**Work instructions**. Exactly reproduce each line of the listing that follows.

**Supplied records**.
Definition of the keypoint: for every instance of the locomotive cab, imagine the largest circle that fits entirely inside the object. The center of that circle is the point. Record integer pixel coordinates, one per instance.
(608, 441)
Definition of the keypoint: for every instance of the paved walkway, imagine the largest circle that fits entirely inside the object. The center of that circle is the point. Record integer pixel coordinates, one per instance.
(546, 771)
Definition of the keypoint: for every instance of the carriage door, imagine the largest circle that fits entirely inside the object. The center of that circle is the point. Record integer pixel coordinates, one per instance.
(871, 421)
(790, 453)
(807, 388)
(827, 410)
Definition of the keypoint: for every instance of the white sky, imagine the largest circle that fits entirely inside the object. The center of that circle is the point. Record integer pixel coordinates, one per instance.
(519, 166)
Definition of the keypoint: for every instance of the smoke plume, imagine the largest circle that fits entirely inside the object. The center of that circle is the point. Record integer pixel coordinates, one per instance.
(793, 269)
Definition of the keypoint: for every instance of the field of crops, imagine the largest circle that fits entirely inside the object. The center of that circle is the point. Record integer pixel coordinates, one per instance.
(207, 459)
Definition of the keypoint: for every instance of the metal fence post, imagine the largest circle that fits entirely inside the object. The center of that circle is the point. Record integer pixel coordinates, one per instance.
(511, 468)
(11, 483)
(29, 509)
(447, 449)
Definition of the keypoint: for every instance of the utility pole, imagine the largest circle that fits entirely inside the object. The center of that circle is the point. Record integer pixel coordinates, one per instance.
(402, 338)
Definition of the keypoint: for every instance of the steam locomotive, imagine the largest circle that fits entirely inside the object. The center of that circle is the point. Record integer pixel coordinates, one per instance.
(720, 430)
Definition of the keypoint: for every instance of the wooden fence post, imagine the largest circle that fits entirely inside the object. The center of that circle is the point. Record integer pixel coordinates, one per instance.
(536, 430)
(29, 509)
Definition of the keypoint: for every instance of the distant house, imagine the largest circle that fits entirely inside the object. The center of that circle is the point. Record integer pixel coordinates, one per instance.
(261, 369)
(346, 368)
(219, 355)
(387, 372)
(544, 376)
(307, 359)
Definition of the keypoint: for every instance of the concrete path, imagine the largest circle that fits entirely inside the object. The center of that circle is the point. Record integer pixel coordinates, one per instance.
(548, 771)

**Problem solution**.
Definition of the keypoint: for every instance of the locomotive cab, imagine the largest circle that fits entirely inside the object. The center of that circle is the point. Record integer pixel coordinates, one per instance.
(608, 441)
Definition of the keypoint: for every instance of the paved walkway, imagine the largest circle that fits entirely inside the object. The center of that circle is the point. Record integer pixel coordinates, one per instance.
(546, 771)
Definition of the keypoint: for every instance of the carriage door, imagine the largest circle that fits entirely inside the object. The center of that circle is the point. Record integer pixel coordinates, one per instance.
(871, 421)
(790, 453)
(807, 388)
(827, 410)
Definition of the keypoint: for every instance of the white sky, imagine the largest circle that fits entirely inside the object. The center of that circle is the point. Record integer pixel coordinates, one per instance.
(519, 166)
Definition of the keypoint: for every instance of the smoke plume, imagine the largest circle that fits entirely inside the object. The center of that circle is the point. Record integer pixel coordinates, one per instance.
(793, 269)
Definition of the keypoint: for every instance of the field of crops, imagine the largest circle that fits entirely inside the object. The center of that circle is the point. Record integer pixel coordinates, one per instance.
(207, 459)
Definition of the keypoint: for every instance of the metal fence post, imagine the largest circle that fits entirely inside the object. The center of that circle is the point. Record integer pixel coordinates, one per instance.
(511, 468)
(11, 483)
(29, 509)
(447, 449)
Definition of the keypoint: for every instance of the utility pole, imagine the largest circle that fits entirely inside the object. The center of that circle is the point. Record integer pixel coordinates, one per instance.
(402, 338)
Definition of the keypoint: for every instance of the steam locomotive, imagine the largest circle that fits entirely inside the object. The center of that circle is the point. Record integer pixel coordinates, one per instance.
(720, 430)
Definition of the keypoint: for every instance of the wooden fence post, imagine the largest circle that fits entirely inside the object. The center of that circle is the point. Record integer pixel coordinates, one per instance.
(536, 430)
(29, 509)
Definition of the keypoint: for every instance of the distant house, imagine the largest circle that fits entirely inside the object. The center of that circle is the point. Record integer pixel coordinates, one per instance.
(261, 369)
(346, 368)
(219, 355)
(387, 372)
(544, 376)
(307, 359)
Definition of the keypoint: for every instance of the concrete path, imagine the largest circle that fits entirely inside the object. The center of that circle is the point. Record integer pixel coordinates, one per instance.
(548, 771)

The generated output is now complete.